Goal
Return every line of the records that contains the word "white".

>> begin

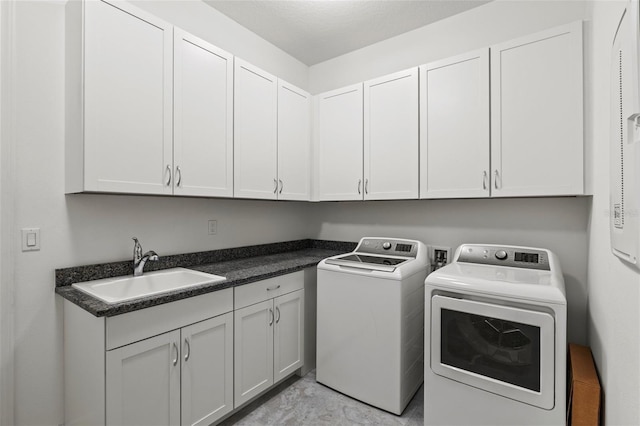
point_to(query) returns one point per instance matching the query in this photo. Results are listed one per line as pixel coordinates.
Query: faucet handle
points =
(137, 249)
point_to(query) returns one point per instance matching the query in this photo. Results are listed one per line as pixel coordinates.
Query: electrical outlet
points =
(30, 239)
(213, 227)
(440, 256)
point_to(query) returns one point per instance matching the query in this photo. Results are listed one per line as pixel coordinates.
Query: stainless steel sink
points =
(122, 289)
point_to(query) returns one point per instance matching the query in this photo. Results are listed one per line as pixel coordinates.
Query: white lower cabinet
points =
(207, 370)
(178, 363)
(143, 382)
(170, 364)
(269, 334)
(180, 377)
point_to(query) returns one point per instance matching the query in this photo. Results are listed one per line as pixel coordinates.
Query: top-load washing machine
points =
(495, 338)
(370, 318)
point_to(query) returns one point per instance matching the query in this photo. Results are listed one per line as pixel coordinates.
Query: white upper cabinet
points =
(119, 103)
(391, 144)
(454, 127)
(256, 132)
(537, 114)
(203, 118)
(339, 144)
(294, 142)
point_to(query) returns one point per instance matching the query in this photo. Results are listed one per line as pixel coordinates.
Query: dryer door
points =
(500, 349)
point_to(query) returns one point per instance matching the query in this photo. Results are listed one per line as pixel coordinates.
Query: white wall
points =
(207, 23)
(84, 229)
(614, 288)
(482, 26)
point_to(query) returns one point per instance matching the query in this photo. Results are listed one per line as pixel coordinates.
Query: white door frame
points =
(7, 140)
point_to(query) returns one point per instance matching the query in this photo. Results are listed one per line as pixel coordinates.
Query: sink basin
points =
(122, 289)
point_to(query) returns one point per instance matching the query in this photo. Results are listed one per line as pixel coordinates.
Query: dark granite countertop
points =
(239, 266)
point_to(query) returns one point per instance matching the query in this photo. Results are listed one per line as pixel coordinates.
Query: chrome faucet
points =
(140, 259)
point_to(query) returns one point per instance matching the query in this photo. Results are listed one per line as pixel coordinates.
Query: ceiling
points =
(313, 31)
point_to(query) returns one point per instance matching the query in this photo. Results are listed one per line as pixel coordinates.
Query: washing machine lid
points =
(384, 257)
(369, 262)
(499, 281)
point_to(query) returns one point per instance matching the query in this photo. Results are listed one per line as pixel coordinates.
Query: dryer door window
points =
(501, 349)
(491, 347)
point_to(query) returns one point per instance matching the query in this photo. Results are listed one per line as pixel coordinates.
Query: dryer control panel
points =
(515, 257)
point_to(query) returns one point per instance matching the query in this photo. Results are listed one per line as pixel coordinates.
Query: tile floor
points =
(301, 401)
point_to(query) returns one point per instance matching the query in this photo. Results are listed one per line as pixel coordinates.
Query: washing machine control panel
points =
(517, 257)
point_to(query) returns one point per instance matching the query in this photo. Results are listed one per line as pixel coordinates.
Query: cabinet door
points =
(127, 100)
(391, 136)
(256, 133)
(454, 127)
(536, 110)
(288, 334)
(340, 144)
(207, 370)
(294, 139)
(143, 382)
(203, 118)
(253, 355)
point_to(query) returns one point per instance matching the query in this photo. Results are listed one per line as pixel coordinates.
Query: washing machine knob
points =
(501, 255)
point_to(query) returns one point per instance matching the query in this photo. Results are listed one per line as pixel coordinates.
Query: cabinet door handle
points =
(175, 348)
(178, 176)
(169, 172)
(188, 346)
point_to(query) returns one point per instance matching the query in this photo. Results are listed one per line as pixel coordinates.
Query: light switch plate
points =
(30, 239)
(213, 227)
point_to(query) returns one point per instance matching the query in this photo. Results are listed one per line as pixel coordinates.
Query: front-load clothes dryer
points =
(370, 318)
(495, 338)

>> end

Response to the task
Query: white lower cabinet
Query: white upper cabinet
Query: white wall
Query: white door frame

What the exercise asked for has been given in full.